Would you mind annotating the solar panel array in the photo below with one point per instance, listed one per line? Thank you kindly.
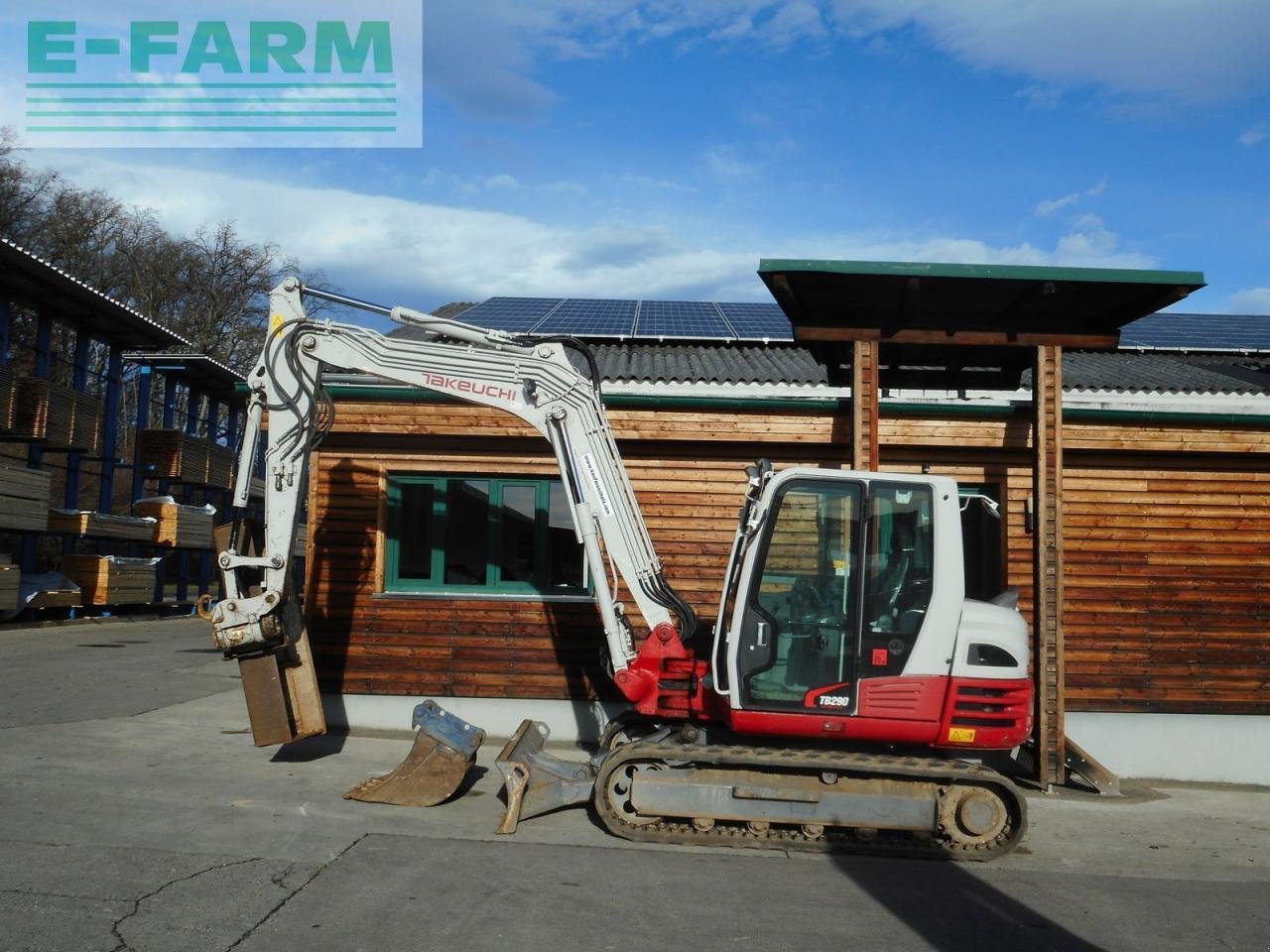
(607, 317)
(1199, 331)
(706, 320)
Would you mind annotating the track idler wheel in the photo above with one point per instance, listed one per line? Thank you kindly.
(971, 816)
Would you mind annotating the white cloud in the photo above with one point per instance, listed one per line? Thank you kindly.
(649, 181)
(1254, 135)
(1049, 206)
(728, 163)
(1250, 301)
(1179, 49)
(484, 55)
(370, 243)
(794, 22)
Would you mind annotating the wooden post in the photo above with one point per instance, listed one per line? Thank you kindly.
(864, 405)
(1048, 569)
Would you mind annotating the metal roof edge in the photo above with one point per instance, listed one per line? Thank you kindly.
(90, 290)
(1019, 272)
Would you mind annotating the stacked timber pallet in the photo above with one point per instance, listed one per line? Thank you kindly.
(220, 466)
(108, 580)
(175, 454)
(54, 590)
(5, 399)
(59, 416)
(10, 579)
(178, 526)
(136, 529)
(23, 499)
(178, 456)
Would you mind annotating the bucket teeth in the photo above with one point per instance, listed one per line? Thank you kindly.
(444, 751)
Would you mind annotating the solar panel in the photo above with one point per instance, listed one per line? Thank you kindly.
(611, 317)
(681, 318)
(1199, 331)
(590, 317)
(757, 321)
(517, 315)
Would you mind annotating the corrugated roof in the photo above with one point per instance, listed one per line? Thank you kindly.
(28, 276)
(790, 365)
(691, 363)
(198, 371)
(703, 363)
(1161, 373)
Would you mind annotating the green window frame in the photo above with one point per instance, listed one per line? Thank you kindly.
(431, 546)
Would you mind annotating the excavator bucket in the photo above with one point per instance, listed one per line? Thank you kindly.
(444, 751)
(535, 782)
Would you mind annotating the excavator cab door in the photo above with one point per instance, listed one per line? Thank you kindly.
(835, 590)
(799, 635)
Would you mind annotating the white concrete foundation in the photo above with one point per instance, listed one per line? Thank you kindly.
(1214, 748)
(570, 721)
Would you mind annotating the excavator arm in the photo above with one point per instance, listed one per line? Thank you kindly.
(531, 379)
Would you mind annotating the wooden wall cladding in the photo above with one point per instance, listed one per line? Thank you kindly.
(1167, 594)
(629, 424)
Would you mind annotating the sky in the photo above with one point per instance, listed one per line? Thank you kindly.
(658, 150)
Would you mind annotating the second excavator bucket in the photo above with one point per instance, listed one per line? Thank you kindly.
(536, 782)
(444, 751)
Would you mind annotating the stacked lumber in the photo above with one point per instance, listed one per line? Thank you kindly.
(108, 580)
(175, 454)
(10, 578)
(60, 416)
(137, 529)
(5, 399)
(56, 598)
(178, 526)
(24, 499)
(220, 466)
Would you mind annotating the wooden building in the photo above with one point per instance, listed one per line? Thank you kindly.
(1164, 476)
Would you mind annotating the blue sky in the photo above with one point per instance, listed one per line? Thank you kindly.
(659, 149)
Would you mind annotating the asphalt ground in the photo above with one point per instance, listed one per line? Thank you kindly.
(135, 814)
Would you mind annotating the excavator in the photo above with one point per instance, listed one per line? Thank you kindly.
(848, 694)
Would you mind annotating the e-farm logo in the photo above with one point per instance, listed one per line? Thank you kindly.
(204, 82)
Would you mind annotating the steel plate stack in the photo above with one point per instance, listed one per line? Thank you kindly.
(177, 526)
(24, 499)
(107, 580)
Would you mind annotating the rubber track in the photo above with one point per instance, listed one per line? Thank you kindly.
(815, 762)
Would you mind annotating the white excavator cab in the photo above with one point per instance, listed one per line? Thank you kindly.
(846, 575)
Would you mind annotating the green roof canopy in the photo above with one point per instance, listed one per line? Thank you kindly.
(988, 304)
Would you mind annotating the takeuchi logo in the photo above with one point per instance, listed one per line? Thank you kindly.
(257, 48)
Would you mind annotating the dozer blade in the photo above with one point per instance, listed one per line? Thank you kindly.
(536, 782)
(444, 751)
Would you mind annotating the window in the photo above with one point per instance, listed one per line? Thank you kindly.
(471, 534)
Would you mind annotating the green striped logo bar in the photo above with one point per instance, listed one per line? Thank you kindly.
(275, 76)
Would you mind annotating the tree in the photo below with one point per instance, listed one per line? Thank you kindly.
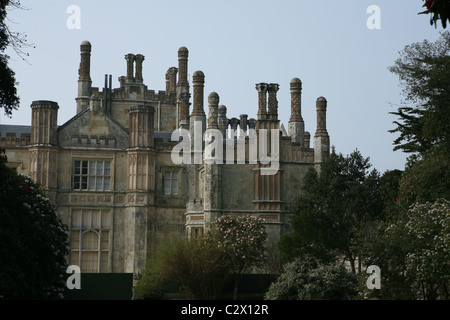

• _The problem_:
Transcribe every line in the entries above, taking out only the images.

• _Written answer_:
Would you mind annotating the solar panel array in the photo below with one point per instance, listed one per line? Thank you kindly.
(607, 317)
(1199, 331)
(706, 320)
Would you mind annotating the track idler wheel in the photo above with one point per instance, listed one per line? Thank you kindly.
(971, 816)
Would you mind annotating the white cloud in the photo above with one point per instance, listed one per line? Thank you kindly.
(649, 181)
(1254, 135)
(1049, 206)
(728, 163)
(1250, 301)
(1179, 49)
(484, 55)
(370, 243)
(794, 22)
Would you mind annotating the wooden post in the photo above with one point per instance, listed one per line? Thank you kindly.
(864, 405)
(1048, 569)
Would you mind annotating the metal roof edge in the photo above with one point per instance, listed one per line? Thank you kindly.
(90, 290)
(1019, 272)
Would you mind annotating the stacked timber pallet in the photo above with one point per instance, listed one per line? Thank you kindly.
(220, 466)
(108, 580)
(175, 454)
(54, 590)
(5, 399)
(59, 416)
(10, 579)
(178, 526)
(136, 529)
(23, 499)
(178, 456)
Would you mind annotating the bucket teeth in the photo above with one point per instance, listed one per line? Thank you kindly.
(444, 751)
Would you mind annotating the solar panel in the photo above with one point per instance, listed one per line? Thank you kindly.
(611, 317)
(681, 318)
(1199, 331)
(590, 317)
(757, 321)
(517, 315)
Would you mind annotating the corrugated roof in the photo above with one point per instance, listed one per line? Thank you kindly.
(28, 276)
(790, 365)
(691, 363)
(198, 371)
(703, 363)
(1161, 373)
Would you mind annotating the green window frame in the photo above with one point per instance, listed one per line? Thank you kindly.
(431, 546)
Would you mind annotating the excavator bucket in the photo above with one point per instance, listed one per line? Thank you kindly.
(444, 751)
(535, 782)
Would you mind annotating the excavator cab door in the photo above with one point per instance, listed one per line? Thank you kindly.
(835, 590)
(799, 635)
Would you mind annotating the white concrete foundation in the photo above with one point per instance, listed one per line? Thank you kindly.
(1214, 748)
(570, 721)
Would you mind annotating the excavator arm in the photo above with one point per instance, listed one per line? Thank you kindly.
(531, 379)
Would you mind annotating the wooden wall cladding in the photo above with one point per instance, listed one per line? Thank you kindly.
(1167, 594)
(629, 424)
Would you mind annotating the sky in the photo above with one point per instance, listed one per line? Thank you kindly.
(658, 150)
Would you mind annotating the second excavator bucket in the photo above with one point per instance, listed one per line? Thank you kindly.
(536, 782)
(444, 751)
Would you mind annotating the stacked lumber in the photo above with one point per instance, listed one per line? Thank you kindly.
(108, 580)
(175, 454)
(10, 578)
(60, 416)
(137, 529)
(5, 399)
(56, 598)
(178, 526)
(24, 499)
(220, 466)
Would you mind annotating the wooden building in the photo above with one point per instance, listed one per line? Thank you kindly.
(1164, 476)
Would you mind annotating the blue sky in the photo above with one point per instance, listed one per line? Thank you kindly.
(659, 149)
Would you mind annotating the asphalt ground in the photo above with one point per instance, listed one per line? Thank you kindly.
(135, 814)
Would you mind annotating the excavator in the photo above with one point per instance, listed one per line? Thank you kindly.
(848, 694)
Would you mind annotating the e-farm logo in the photo above with one point per instance, listed one per line? Thank you kindly.
(204, 82)
Would you mind annotating the steel plate stack in the photo above with one point per instance, listed one per line? Thank you kindly.
(177, 526)
(24, 499)
(107, 580)
Would you mind annotating the rubber track in the photo above with one point per instance, listed one per line? Thank you kindly.
(815, 762)
Would you mind annotating the white excavator cab in the photo above with one point per instance, listed one per line? Thank you kindly.
(846, 575)
Would you mind annotating the green roof canopy in the photo above with one point per instance, listed one per line? Thank you kindly.
(988, 304)
Would you mind annotating the takeuchi logo in the photo above with one point per instance, listed one per line? Thank you kindly.
(257, 48)
Would you mind annotating the dozer blade in the photo above with one point per instance, listed one per line? Thank you kindly.
(536, 782)
(444, 751)
Would you mind annotating the window in the photo above with one point per instance, listed one per line? Thank you kindly.
(471, 534)
Would you mind annotating the green striped logo bar in the photo above with one point per instance, listed one per line? Thank you kindly.
(275, 76)
Would you mind annotating the tree in the photo below with one point per instance, listed one per line? Thank you kindly.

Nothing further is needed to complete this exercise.